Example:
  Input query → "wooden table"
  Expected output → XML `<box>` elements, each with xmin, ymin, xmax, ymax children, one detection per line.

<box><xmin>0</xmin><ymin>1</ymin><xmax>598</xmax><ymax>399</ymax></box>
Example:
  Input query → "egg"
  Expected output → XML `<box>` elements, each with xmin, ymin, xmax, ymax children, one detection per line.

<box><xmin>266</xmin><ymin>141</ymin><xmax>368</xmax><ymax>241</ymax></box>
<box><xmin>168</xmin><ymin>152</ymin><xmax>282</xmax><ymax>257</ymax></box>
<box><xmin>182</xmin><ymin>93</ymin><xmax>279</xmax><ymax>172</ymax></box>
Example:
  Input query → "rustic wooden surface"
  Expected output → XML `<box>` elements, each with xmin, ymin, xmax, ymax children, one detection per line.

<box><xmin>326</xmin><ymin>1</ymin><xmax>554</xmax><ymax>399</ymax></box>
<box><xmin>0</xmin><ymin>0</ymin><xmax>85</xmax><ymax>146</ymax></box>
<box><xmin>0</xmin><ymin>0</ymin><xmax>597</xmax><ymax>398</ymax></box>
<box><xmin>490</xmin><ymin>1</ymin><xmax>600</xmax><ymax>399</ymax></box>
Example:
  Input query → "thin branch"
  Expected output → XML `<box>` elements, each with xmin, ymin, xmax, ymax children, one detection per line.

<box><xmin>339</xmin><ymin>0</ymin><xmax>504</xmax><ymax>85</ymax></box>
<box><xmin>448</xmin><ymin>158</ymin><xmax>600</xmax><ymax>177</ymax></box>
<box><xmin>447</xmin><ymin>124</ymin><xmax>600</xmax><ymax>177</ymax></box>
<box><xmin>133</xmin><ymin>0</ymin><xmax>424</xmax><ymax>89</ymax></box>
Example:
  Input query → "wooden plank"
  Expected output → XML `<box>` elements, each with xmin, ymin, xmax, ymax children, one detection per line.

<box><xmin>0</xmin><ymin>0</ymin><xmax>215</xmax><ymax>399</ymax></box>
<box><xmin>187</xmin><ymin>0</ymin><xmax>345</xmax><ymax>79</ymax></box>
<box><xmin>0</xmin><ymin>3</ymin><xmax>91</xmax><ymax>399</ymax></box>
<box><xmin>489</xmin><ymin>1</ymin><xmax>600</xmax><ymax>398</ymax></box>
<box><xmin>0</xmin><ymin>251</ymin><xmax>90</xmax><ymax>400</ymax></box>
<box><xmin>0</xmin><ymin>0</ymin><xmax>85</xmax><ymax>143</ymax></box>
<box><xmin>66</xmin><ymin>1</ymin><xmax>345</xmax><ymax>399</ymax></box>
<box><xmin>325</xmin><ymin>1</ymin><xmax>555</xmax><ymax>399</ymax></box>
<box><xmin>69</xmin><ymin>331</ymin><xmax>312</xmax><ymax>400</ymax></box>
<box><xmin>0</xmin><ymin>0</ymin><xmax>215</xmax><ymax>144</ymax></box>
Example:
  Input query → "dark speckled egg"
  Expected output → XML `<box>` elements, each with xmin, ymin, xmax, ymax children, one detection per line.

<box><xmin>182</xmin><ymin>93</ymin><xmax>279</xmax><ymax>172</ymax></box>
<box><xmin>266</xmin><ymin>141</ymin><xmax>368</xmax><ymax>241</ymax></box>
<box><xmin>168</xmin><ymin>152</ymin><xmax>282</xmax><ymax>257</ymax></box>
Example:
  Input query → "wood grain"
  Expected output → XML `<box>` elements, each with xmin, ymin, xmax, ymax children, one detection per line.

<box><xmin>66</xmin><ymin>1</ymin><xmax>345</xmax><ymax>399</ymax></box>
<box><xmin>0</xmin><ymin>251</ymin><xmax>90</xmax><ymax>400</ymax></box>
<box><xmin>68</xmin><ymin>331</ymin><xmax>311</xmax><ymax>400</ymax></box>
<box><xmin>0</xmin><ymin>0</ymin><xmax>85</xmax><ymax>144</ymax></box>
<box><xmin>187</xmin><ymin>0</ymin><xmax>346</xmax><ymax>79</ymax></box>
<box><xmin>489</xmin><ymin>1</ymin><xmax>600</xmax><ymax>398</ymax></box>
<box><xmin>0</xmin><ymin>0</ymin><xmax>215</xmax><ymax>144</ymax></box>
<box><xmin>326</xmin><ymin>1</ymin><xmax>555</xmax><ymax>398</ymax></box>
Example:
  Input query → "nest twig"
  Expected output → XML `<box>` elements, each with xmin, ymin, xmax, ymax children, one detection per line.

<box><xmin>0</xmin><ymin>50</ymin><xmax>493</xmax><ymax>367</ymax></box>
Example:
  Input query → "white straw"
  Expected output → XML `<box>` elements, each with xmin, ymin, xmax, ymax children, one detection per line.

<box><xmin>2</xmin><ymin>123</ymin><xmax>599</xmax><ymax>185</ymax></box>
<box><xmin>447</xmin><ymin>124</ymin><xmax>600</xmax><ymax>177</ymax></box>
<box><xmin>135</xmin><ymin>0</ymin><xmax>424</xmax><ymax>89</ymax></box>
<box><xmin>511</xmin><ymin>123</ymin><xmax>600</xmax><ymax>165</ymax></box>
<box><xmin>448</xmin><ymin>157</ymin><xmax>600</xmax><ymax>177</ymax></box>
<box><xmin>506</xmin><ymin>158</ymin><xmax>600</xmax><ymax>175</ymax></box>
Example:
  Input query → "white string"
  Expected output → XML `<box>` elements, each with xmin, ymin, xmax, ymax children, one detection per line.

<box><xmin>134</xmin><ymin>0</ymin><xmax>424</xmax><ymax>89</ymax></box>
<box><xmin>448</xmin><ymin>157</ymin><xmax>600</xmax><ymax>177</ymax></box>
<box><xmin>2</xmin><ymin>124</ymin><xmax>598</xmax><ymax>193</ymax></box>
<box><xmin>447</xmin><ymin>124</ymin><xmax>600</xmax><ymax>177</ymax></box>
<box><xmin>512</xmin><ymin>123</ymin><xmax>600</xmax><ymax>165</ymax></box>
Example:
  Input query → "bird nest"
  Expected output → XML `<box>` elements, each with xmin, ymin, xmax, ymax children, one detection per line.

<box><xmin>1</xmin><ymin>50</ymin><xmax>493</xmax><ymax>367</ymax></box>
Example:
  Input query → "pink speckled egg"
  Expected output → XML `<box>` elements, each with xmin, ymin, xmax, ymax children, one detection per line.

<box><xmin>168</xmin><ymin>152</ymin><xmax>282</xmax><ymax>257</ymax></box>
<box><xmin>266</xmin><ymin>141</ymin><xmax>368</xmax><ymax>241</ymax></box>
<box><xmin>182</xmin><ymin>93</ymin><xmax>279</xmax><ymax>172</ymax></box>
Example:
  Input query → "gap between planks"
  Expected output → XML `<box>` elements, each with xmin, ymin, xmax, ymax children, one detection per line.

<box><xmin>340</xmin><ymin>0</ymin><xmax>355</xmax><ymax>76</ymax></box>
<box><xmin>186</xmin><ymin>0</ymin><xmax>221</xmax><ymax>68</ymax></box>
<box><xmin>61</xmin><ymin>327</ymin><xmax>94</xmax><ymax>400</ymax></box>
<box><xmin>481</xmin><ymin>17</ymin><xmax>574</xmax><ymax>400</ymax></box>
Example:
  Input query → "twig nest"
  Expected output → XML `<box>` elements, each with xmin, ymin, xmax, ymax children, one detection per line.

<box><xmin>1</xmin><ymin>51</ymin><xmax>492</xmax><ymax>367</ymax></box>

########################################

**What needs to be done:** Only one number is wanted: how many lines in the records above contain the string "white".

**Finished exercise:** 2